This Fungus Can Make Water Freeze

Fungi are truly weird and impressive—they can live anywhere, be poisonous or medicinal, and, reportedly, transform plastic waste into edible ingredients. And in more fungal news, some groups of fungi can literally foster the formation of ice.

In a recent Science Advances paper, researchers describe a newly identified fungal protein that triggers ice formation at temperatures as high as 28.4 degrees Fahrenheit (-2 degrees Celsius). That’s obviously below the freezing point of water, but in nature, freezing isn’t that simple. Forming the first tiny seed of ice—an ice nucleator—takes energy, and ice forms very slowly at temperatures above -50 degrees F (-46 degrees C), according to the paper.

Yet, we still get things like clouds—microscopic water droplets and ice crystals—thanks to ice nucleators. For the new study, the team tracked the fungal gene associated with the ice-triggering protein to a distant bacterial ancestor from millions of years ago, according to a Virginia Tech statement. Importantly, the fungal protein molecule offers a non-toxic, more efficient alternative to current approaches to weather engineering, food production, or the preservation of cells and organs.

Natural ice-makers

Since as early as 1974, scientists knew that some bacterial species acted as ice nucleators—catalysts that accelerate the formation of ice crystals in nature. In 1990, researchers confirmed that some fungi were capable of this as well, as Boris A. Vinatzer, the study’s co-author and an environmental scientist at Virginia Tech, explained in the statement.

But it was only with advances in DNA sequencing that scientists could investigate microbial genomes and the relevant genetic mechanisms. And while researchers had managed to make good progress on studying these mechanisms for bacteria, not much work had been done on the origin of ice nucleation in fungal species, the team explained in a statement from Boise State University.

Finding the trigger

For the new study, the researchers studied a common soil fungus from the Mortierellaceae family, which they extracted from water and lichen samples collected during previous polar expeditions. DNA sequencing pointed the team to certain genes that closely resembled those inside known bacterial ice nucleators—not unheard of, but rare nonetheless. To check that they were on the right path, the researchers planted these proteins onto other yeast and bacteria, which indeed manifested previously non-existent ice-making abilities.

Even more remarkable was the fact that, upon further analysis, the fungus wasn’t simply copying a bacterial ancestor. Instead, it had “adopted a highly effective trait of the bacteria and adapted it to their own physiological requirements,” the team noted in the statement.

“It’s a bit the same and yet different,” explained Rosemary Eufemio, the study’s lead author and a biochemist at Boise State University. “Fungi use the same repetitive sequence architecture as bacteria for their ice-forming sites but have made them more soluble and stable, which probably benefits their ecological function.”

* [Your assignment] In the article on the ice-making fungus, condense the paragraph beginning "For the new study, the researchers studied a common soil fungus" into a short bulleted list that keeps its main facts.

* [Source material]
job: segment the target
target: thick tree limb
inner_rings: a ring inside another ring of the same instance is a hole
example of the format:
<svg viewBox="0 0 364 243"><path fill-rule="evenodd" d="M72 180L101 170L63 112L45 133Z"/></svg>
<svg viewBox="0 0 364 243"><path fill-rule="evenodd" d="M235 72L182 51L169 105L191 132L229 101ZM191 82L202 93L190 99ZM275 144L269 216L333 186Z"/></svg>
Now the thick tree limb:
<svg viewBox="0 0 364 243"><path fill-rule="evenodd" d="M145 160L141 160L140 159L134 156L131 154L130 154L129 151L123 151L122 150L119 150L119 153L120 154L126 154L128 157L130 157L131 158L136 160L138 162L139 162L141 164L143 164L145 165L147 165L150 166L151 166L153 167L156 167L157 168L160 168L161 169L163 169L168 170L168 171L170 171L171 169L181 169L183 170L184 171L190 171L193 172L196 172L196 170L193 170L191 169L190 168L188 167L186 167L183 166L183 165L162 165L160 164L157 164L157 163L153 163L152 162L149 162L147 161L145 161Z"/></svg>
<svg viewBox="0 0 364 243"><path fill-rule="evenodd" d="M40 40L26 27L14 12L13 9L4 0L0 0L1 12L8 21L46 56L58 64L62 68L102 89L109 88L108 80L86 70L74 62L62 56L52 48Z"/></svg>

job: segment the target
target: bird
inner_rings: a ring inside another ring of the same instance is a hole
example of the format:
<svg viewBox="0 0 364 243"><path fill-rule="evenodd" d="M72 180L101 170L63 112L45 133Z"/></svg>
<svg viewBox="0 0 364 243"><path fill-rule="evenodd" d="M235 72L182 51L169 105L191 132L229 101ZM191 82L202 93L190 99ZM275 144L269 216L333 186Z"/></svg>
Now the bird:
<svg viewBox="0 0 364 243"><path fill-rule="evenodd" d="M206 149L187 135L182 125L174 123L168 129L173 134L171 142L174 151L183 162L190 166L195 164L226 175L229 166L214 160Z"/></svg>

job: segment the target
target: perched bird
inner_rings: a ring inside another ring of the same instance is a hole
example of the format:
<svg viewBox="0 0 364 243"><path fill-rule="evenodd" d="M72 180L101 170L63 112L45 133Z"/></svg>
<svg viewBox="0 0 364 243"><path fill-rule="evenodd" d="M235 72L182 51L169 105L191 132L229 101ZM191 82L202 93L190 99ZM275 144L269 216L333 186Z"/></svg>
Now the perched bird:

* [Answer section]
- The researchers studied a common soil fungus from the Mortierellaceae family. It was taken from water and lichen samples collected on earlier polar expeditions.
- DNA sequencing found genes that closely resembled those in known bacterial ice nucleators, which is rare but not unheard of.
- To check this, the researchers placed these proteins onto other yeast and bacteria. Those organisms then showed ice-making abilities they had not had before.